[Set exercise A]:
Answer these questions about the passage on risk and caution:
(i) What three ways of socializing children does the writer list?
(ii) According to the writer, why is Free Human Being asking women to make an exception to normal human behavior?
(iii) In the comment about waiting for a lift, what advice from the commenter's mother is followed?
═══ Given passage
Secondly, I modify my behaviour according to minimise my risks where the possibility of harm is much lower than the probability of no-harm every day, all the time: because the consequences of the low-possibility harmful scenario would be so disproportionate in comparison to the benefits of the high-probability harmless scenario.
Everyone I know does the same, because we don’t happen to be entirely indestructible, nor impervious against theft, swindles and what insurance policies tend to refer to as acts-of-god; and it constitutes a large part of why part of how we socialise children is making them hold our hands when we cross the road, training them to not accept sweets from strangers, teaching them about ‘bad touch’ etc. I bet that Free Human Being does all these normal risk minimisation behaviours as well – because the consequences of being hit by a car or having one’s child kidnapped or molested are so appallingly horrible compared to the teeny-weeny benefits of not-looking-before-crossing, or the child just getting a nice lolly, or even just having one’s child trust everybody. Having total trust in other human beings to be non-harmful is not a good survival strategy.
So: Free Human Being and hir fellow travellers is actually asking that women make an exception to normal human behaviour just because otherwise a man might have his feelings hurt. Who’s being sexist here again?
She’s not here for your entertainment, you don’t really want to mess with her tonight.
Mindy
No sure I would have followed your advice.
If I was waiting for a lift and standing near someone whose lecture i had just attended and i had enjoyed the lecture or thought it interesting/well presented i would make a comment to that effect. If i did not, then following my mothers advice that if i had nothing nice to say then say nothing, i would not say anything.
══════
═══ Records to use
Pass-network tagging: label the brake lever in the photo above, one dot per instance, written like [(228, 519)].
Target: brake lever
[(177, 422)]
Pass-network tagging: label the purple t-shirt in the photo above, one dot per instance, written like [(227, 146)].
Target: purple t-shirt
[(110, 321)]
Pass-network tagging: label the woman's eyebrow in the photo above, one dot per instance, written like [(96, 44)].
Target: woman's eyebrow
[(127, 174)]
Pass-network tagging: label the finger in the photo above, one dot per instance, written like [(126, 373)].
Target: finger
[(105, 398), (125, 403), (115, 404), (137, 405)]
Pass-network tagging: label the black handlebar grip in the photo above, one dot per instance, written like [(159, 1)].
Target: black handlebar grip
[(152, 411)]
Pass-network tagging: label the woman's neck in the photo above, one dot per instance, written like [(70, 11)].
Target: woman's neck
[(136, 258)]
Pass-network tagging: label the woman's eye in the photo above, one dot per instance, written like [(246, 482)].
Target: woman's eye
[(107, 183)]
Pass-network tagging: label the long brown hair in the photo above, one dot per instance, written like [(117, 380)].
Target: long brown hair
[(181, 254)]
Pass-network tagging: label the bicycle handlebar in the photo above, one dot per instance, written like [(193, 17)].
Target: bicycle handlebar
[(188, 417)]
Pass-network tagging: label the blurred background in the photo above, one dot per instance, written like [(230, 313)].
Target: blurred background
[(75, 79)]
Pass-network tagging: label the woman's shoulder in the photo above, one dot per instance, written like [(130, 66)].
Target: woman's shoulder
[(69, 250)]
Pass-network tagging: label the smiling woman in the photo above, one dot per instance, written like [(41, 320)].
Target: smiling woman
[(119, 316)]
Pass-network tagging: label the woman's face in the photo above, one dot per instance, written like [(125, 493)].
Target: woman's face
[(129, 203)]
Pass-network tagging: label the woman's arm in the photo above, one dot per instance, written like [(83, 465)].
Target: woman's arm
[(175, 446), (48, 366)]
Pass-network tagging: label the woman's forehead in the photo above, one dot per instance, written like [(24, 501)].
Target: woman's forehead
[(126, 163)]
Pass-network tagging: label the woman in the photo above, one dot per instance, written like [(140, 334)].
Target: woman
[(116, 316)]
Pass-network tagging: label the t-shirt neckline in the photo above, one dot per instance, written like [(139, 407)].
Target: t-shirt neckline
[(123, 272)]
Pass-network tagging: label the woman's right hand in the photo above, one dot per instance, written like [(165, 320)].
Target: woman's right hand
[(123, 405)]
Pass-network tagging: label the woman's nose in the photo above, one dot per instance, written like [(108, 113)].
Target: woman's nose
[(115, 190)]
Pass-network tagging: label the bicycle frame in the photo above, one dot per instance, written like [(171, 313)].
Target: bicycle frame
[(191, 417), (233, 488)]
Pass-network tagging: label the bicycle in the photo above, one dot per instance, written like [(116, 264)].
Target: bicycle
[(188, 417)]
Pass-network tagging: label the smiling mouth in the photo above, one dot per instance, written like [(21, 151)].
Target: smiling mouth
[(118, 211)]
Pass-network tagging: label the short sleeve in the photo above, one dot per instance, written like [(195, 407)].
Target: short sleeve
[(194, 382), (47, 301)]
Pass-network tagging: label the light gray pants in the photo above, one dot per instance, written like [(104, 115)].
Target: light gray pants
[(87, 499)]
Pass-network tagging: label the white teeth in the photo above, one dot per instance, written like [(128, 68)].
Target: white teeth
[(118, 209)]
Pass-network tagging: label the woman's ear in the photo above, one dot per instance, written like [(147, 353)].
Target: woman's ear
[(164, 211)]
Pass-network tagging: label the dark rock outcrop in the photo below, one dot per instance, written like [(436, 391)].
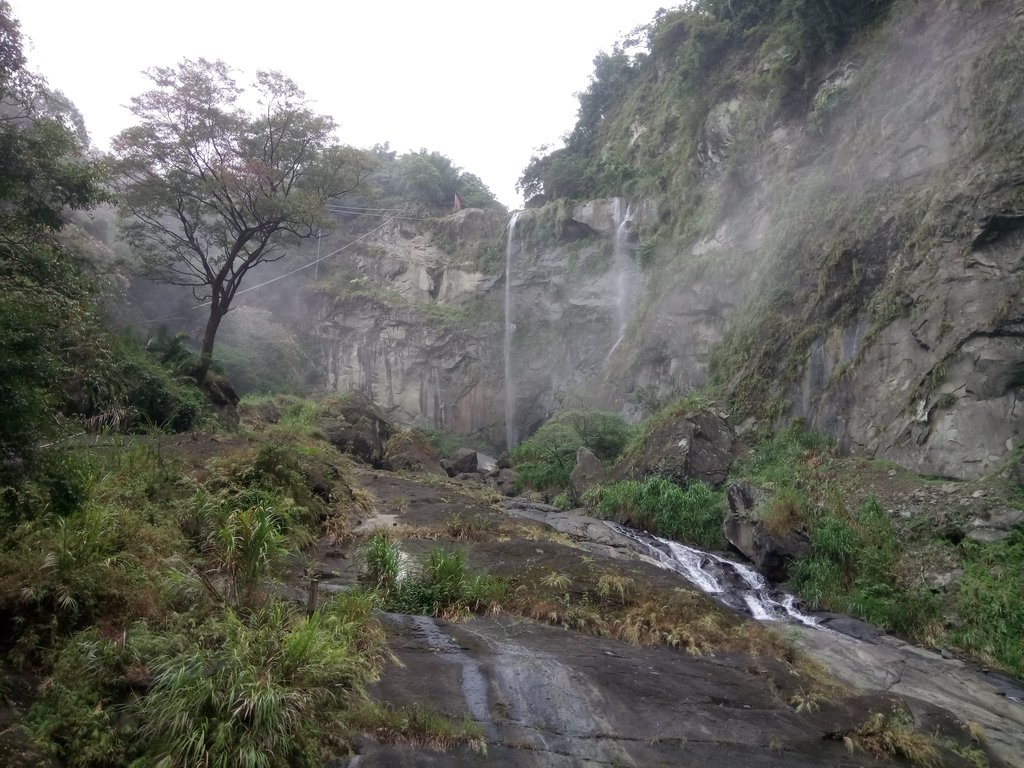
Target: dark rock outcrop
[(588, 472), (356, 426), (695, 445), (771, 552)]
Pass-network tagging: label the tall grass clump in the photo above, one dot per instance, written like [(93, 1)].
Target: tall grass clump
[(989, 604), (693, 514), (441, 586), (270, 687), (270, 693), (854, 567)]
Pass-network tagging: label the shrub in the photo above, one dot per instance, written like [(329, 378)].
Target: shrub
[(545, 460), (693, 514)]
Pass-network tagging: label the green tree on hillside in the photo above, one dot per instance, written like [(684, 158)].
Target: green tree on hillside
[(45, 314), (208, 189)]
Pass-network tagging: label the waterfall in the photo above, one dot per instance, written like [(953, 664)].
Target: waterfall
[(733, 584), (510, 431), (625, 267)]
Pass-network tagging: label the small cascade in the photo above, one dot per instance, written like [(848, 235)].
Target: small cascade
[(733, 584), (510, 431)]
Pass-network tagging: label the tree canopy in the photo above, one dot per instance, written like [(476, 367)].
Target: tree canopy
[(45, 313), (208, 189)]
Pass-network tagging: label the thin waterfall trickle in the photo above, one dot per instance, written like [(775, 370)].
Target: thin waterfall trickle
[(624, 266), (510, 430)]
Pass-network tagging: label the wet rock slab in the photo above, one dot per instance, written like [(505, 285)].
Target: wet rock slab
[(547, 697)]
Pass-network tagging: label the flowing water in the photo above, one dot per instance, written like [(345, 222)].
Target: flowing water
[(733, 584), (625, 268), (510, 430)]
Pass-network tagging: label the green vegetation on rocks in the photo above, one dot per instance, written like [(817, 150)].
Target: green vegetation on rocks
[(692, 514)]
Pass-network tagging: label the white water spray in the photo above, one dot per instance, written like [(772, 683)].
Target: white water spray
[(510, 431), (734, 584)]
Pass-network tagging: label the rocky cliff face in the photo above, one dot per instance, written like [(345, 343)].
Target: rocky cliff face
══════
[Set exercise B]: Copy word for word the part of the rows that opens with the line containing "Pass-network tagging: label the woman's eye in" and closes with the line containing "[(107, 183)]", including both of those lines.

[Exercise answer A]:
(i) Making them hold our hands when we cross the road, training them not to accept sweets from strangers, and teaching them about "bad touch."
(ii) Because otherwise a man might have his feelings hurt.
(iii) If you have nothing nice to say, say nothing.

[Exercise answer B]:
Pass-network tagging: label the woman's eye in the photo above, one dot per instance, written like [(246, 482)].
Target: woman's eye
[(107, 183)]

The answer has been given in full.